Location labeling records
##############################

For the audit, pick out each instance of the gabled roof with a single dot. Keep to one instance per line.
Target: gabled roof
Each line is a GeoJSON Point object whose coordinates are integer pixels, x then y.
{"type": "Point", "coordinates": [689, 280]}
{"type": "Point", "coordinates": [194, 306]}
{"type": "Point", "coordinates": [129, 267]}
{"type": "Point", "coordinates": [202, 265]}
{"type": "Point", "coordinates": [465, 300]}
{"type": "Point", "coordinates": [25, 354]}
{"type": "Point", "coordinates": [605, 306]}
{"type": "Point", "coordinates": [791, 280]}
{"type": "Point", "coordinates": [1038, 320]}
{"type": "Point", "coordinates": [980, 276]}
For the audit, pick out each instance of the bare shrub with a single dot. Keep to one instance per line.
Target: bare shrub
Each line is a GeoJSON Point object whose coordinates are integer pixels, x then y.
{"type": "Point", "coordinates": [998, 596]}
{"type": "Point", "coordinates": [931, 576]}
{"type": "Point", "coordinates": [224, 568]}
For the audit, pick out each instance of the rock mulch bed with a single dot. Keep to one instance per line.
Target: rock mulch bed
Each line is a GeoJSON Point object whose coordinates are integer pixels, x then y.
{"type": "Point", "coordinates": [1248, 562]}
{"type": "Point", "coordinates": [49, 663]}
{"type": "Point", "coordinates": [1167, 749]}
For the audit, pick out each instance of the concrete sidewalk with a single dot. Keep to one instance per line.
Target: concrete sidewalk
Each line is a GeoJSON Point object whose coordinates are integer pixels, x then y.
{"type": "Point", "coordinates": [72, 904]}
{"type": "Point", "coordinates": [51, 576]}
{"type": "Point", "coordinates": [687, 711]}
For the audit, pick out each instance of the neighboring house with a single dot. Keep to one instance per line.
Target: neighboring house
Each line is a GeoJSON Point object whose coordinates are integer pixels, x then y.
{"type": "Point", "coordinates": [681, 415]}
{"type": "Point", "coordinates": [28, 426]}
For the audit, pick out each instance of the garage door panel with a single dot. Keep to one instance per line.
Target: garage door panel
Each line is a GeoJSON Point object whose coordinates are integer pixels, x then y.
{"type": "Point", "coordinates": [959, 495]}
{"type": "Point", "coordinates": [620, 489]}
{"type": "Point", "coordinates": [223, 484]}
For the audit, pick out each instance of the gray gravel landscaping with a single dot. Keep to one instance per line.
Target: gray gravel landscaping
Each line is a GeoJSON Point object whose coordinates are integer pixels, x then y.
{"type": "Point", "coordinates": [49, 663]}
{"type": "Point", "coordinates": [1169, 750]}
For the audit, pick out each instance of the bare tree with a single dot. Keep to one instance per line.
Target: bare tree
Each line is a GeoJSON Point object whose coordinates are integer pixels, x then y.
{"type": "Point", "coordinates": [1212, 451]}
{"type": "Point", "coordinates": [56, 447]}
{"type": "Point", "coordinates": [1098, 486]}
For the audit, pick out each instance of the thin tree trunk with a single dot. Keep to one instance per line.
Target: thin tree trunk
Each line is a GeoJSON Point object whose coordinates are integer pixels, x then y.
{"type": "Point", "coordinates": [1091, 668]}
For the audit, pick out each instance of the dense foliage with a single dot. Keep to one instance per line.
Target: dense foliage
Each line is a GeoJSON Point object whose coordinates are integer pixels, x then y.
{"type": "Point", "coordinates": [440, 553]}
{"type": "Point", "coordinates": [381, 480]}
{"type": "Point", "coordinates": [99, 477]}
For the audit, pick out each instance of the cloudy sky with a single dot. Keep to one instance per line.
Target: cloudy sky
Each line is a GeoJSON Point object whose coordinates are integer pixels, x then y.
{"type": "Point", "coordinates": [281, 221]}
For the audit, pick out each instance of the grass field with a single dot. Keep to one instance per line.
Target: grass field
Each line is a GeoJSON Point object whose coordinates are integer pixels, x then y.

##############################

_Exercise directions_.
Put every line of the records above into a JSON list of strings, one string per line and no strings for blank lines.

_Worked answer_.
[
  "For the audit, pick out each instance of the gabled roof with a single dot. Keep to one instance per line.",
  "Target: gabled roof",
  "Each line is a GeoJSON Point object whose coordinates are integer pixels, x then y.",
  "{\"type\": \"Point\", \"coordinates\": [689, 280]}",
  "{\"type\": \"Point\", \"coordinates\": [194, 306]}",
  "{\"type\": \"Point\", \"coordinates\": [129, 267]}",
  "{\"type\": \"Point\", \"coordinates\": [202, 265]}",
  "{\"type\": \"Point\", \"coordinates\": [465, 300]}",
  "{\"type\": \"Point\", \"coordinates\": [25, 354]}",
  "{\"type\": \"Point\", \"coordinates\": [605, 306]}",
  "{\"type\": \"Point\", \"coordinates\": [791, 280]}",
  "{\"type\": \"Point\", \"coordinates\": [1038, 320]}",
  "{\"type\": \"Point\", \"coordinates\": [980, 276]}",
  "For the audit, pick out each instance of the bare shrub with a single dot. Keep to one instance per line.",
  "Target: bare shrub",
  "Each line is a GeoJSON Point object whose coordinates are integer pixels, x then y.",
  "{\"type\": \"Point\", \"coordinates\": [998, 596]}",
  "{\"type\": \"Point\", \"coordinates\": [931, 576]}",
  "{\"type\": \"Point\", \"coordinates\": [224, 568]}",
  "For the audit, pick out each instance of the rock mulch bed with a single dot. Keep to one instance per line.",
  "Target: rock mulch bed",
  "Each line is a GeoJSON Point object whose coordinates are integer pixels, x then y.",
  "{\"type\": \"Point\", \"coordinates\": [1248, 562]}",
  "{\"type\": \"Point\", \"coordinates\": [49, 663]}",
  "{\"type\": \"Point\", \"coordinates\": [1167, 749]}",
  "For the audit, pick out each instance of the concrete sidewalk with a single dot. Keep to one instance per line.",
  "Target: concrete sidewalk",
  "Each line is a GeoJSON Point object whose coordinates are integer pixels, x then y.",
  "{\"type\": \"Point\", \"coordinates\": [72, 904]}",
  "{\"type\": \"Point\", \"coordinates\": [51, 576]}",
  "{\"type\": \"Point\", \"coordinates\": [687, 711]}",
  "For the audit, pick out each instance of the neighboring house with a single dot. Keep to one instance per line.",
  "Target: neighboring house",
  "Each line is a GeoJSON Point object whose coordinates are integer pixels, x then y.",
  "{\"type\": \"Point\", \"coordinates\": [681, 415]}",
  "{\"type\": \"Point\", \"coordinates\": [28, 426]}",
  "For the audit, pick out each instance of the garage door panel with a single dot. Keep to one instance per line.",
  "Target: garage door panel",
  "Each line is a GeoJSON Point object whose coordinates are integer pixels, x then y.",
  "{\"type\": \"Point\", \"coordinates\": [959, 495]}",
  "{\"type\": \"Point\", \"coordinates\": [620, 489]}",
  "{\"type\": \"Point\", \"coordinates\": [223, 484]}",
  "For the audit, pick out each instance of the gray gravel landscaping with a single dot. Keep to one instance per line.",
  "Target: gray gravel landscaping",
  "Each line is a GeoJSON Point object whose coordinates are integer pixels, x then y.",
  "{\"type\": \"Point\", \"coordinates\": [49, 663]}",
  "{\"type\": \"Point\", \"coordinates\": [1169, 750]}",
  "For the audit, pick out each instance of the bare tree with a single dot. Keep to one instance per line.",
  "Target: bare tree",
  "Each line is a GeoJSON Point object whose coordinates are integer pixels, x then y.",
  "{\"type\": \"Point\", \"coordinates\": [1212, 451]}",
  "{\"type\": \"Point\", \"coordinates\": [56, 447]}",
  "{\"type\": \"Point\", \"coordinates\": [1098, 486]}",
  "For the audit, pick out each instance of the thin tree trunk with a single dot. Keep to one instance per line.",
  "Target: thin tree trunk",
  "Each line is a GeoJSON Point object whose coordinates are integer pixels, x then y.",
  "{\"type\": \"Point\", \"coordinates\": [1091, 668]}",
  "For the audit, pick out each instance of the dense foliage with a single dot. Keep to one instance per line.",
  "Target: dense foliage",
  "Each line is a GeoJSON Point object whose coordinates are integer pixels, x then y.",
  "{\"type\": \"Point\", \"coordinates\": [440, 553]}",
  "{\"type\": \"Point\", \"coordinates\": [381, 480]}",
  "{\"type\": \"Point\", \"coordinates\": [99, 477]}",
  "For the audit, pick out each instance of the cloudy sky with a single dot. Keep to one instance per line.",
  "Target: cloudy sky",
  "Each line is a GeoJSON Point object whose coordinates are integer pixels, x then y.",
  "{\"type\": \"Point\", \"coordinates\": [281, 221]}",
  "For the audit, pick out each instance of the grass field with a single dot. Keep to one instance per line.",
  "Target: grass field",
  "Each line is a GeoJSON Point object whose coordinates are integer pixels, x then y."
]